WHAT YOU WILL DO: Look through the listing below and report every line that contains "building".

☆ ☆ ☆ ☆

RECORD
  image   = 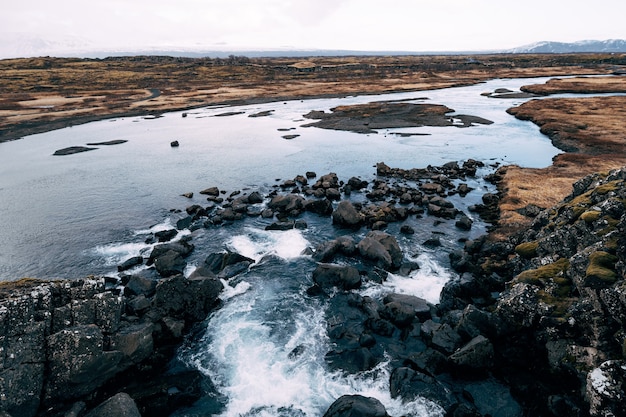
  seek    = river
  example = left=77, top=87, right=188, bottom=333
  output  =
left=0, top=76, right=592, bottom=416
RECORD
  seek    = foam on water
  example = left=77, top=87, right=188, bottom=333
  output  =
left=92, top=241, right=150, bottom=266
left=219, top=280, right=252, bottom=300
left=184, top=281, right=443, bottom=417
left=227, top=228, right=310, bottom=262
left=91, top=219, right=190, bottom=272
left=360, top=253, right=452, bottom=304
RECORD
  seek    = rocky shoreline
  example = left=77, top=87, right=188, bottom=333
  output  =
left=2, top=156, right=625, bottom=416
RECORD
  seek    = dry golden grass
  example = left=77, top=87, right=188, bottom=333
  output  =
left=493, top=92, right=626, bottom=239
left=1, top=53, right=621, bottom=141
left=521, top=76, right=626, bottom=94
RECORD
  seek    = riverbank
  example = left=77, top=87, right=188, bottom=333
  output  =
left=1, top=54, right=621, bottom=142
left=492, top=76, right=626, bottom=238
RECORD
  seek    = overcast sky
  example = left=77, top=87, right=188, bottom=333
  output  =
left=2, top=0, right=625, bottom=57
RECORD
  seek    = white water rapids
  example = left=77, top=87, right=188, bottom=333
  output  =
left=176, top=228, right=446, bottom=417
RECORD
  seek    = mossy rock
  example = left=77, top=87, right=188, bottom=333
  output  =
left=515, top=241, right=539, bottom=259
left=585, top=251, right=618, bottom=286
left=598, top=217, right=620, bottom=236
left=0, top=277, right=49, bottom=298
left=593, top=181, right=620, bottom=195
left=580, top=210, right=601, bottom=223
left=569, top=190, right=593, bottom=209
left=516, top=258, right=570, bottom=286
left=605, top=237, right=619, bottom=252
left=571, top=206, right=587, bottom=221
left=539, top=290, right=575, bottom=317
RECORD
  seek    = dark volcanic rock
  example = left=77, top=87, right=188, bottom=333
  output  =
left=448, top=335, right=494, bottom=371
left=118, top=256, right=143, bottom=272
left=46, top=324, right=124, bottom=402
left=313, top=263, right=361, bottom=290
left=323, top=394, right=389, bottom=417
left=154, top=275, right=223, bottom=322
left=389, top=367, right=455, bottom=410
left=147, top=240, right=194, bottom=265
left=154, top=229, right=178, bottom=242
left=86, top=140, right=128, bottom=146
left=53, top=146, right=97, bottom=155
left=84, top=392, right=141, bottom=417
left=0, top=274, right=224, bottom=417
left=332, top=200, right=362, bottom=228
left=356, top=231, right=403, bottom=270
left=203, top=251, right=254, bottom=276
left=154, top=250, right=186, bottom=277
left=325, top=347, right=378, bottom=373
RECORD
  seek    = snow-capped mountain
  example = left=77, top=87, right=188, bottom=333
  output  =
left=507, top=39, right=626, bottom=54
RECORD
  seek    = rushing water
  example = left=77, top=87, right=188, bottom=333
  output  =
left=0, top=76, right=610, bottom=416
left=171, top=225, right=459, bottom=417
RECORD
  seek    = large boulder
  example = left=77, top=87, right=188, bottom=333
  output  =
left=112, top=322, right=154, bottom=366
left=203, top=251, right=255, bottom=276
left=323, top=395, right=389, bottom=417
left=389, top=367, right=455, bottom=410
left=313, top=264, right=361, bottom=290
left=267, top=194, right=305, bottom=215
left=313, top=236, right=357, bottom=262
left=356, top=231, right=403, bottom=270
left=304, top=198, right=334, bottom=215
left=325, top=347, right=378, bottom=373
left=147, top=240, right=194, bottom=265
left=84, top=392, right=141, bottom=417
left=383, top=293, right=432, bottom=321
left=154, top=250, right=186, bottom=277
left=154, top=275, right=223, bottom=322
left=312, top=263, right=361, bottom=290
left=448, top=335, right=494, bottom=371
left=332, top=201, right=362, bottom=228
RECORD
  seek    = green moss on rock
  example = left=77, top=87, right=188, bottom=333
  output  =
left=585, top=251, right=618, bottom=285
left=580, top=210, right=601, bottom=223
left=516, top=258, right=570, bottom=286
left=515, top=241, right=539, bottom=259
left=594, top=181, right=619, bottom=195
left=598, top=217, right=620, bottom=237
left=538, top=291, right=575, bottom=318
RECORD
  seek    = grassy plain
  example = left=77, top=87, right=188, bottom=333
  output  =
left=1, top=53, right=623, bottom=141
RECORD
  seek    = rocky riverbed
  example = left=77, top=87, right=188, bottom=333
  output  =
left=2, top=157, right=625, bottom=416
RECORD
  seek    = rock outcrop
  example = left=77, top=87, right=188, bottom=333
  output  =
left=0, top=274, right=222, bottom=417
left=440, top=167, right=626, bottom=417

☆ ☆ ☆ ☆

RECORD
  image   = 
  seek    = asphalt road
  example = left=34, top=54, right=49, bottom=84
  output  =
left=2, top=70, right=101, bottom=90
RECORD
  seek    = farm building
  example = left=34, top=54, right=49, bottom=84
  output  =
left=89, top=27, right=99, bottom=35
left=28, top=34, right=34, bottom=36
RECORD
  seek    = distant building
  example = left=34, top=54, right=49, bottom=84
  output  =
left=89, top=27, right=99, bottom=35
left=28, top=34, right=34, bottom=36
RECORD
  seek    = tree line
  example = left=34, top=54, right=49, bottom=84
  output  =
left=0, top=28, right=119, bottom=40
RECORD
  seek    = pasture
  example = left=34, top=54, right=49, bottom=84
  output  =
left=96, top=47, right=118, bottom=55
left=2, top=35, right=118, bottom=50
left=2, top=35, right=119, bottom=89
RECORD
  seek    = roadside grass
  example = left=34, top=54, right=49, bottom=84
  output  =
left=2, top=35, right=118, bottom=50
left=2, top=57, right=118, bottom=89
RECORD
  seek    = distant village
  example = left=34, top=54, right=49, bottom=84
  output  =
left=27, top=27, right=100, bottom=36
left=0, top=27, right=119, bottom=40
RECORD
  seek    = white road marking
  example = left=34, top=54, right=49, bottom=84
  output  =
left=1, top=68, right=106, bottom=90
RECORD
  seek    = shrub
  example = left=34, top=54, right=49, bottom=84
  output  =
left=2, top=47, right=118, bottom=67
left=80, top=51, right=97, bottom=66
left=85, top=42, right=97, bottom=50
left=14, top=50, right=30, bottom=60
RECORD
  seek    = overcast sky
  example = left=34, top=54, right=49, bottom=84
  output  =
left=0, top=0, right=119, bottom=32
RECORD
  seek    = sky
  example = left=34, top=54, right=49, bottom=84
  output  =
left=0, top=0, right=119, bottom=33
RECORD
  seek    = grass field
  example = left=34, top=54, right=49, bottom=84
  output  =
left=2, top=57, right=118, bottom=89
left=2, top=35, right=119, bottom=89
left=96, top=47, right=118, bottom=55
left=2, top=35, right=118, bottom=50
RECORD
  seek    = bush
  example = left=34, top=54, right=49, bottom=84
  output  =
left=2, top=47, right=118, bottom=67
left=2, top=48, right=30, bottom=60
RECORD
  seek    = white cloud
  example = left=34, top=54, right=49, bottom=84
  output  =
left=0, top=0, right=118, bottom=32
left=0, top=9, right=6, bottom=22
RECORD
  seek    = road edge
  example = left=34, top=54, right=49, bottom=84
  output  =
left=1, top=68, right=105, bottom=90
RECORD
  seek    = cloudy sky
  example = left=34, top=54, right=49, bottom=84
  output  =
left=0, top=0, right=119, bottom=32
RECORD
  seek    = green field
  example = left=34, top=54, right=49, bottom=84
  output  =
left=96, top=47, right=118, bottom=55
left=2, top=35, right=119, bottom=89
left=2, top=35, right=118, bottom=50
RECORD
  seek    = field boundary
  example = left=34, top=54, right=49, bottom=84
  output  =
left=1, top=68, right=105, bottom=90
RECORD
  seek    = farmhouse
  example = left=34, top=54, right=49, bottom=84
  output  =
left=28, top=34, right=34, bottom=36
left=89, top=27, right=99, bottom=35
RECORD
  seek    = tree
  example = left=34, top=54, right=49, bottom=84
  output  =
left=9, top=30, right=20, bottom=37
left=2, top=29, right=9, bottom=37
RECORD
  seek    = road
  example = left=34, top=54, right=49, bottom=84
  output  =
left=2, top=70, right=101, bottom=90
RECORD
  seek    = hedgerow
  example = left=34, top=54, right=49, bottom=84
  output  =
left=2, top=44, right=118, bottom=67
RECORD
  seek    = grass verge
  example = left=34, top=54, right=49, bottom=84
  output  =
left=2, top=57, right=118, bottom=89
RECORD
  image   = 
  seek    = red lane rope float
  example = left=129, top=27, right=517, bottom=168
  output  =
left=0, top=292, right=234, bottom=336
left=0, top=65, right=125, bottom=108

☆ ☆ ☆ ☆

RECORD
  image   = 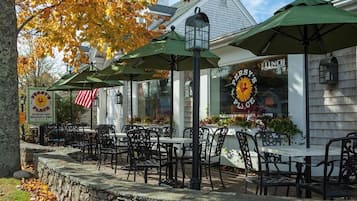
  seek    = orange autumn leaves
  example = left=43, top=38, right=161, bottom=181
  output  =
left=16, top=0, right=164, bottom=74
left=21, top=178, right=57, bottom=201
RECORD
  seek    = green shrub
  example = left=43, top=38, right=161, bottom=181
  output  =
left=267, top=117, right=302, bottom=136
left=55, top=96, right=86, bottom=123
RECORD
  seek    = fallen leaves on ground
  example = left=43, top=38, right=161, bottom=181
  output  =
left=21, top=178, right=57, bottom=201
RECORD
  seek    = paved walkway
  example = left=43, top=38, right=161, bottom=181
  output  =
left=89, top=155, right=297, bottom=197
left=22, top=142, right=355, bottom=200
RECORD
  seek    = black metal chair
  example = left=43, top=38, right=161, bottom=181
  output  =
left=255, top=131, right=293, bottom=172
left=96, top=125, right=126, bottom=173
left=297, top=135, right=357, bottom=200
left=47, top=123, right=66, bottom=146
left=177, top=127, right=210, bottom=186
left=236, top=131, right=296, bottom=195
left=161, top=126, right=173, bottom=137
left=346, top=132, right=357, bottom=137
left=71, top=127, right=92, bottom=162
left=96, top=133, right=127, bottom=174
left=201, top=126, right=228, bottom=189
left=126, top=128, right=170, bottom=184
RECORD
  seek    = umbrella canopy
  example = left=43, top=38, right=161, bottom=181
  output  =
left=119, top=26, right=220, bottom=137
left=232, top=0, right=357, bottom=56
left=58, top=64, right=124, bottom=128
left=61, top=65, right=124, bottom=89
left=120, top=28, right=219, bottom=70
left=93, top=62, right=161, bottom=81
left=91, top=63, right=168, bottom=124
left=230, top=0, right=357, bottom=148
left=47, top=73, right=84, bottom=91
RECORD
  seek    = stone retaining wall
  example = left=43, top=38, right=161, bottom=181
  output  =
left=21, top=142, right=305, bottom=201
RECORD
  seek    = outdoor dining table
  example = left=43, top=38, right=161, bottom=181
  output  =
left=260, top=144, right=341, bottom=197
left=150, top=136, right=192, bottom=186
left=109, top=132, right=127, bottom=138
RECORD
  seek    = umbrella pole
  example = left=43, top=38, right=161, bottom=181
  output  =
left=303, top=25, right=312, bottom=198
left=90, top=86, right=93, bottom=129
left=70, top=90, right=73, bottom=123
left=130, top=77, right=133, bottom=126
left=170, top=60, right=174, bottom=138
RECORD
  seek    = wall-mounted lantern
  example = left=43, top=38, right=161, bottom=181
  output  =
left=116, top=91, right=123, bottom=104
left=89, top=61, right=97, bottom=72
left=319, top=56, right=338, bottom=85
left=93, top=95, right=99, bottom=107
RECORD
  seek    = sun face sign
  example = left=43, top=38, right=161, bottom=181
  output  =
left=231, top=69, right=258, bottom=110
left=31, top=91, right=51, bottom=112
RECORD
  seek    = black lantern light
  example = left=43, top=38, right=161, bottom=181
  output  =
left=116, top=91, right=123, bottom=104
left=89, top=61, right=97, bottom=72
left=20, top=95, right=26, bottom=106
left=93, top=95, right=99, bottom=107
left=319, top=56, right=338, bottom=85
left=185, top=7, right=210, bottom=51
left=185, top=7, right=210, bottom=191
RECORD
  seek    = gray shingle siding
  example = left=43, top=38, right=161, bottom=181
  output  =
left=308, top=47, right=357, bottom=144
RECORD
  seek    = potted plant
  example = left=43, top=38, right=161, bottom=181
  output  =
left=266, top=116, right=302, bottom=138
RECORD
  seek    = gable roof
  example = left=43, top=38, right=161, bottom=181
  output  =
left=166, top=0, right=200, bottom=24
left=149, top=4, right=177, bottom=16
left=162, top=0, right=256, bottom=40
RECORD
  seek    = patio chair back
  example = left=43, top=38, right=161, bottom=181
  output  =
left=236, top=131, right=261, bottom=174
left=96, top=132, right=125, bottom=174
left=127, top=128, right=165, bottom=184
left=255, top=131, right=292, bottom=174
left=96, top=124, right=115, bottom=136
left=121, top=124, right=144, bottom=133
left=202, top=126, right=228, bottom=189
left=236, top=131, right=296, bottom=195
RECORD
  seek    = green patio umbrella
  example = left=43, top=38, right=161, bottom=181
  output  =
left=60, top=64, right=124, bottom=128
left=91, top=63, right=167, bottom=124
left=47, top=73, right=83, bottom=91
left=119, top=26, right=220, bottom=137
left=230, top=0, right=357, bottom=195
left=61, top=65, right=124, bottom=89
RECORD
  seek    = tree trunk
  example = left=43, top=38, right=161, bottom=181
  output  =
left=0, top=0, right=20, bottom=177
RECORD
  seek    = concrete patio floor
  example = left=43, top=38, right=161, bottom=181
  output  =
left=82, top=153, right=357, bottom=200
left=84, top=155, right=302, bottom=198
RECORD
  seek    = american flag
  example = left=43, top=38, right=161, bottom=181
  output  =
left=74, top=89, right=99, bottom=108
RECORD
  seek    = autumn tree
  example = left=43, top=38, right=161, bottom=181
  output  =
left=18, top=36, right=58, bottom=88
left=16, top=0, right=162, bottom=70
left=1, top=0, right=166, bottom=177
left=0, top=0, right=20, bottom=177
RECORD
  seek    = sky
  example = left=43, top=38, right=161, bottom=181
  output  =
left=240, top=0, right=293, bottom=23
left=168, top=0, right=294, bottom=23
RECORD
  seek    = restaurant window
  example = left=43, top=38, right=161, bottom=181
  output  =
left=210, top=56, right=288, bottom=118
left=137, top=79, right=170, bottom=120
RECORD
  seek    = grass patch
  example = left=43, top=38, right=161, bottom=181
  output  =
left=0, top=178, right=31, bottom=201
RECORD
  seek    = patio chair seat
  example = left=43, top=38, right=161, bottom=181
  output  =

☆ ☆ ☆ ☆

SOLUTION TO THE PROBLEM:
  seek    = farm building
  seek    = distant building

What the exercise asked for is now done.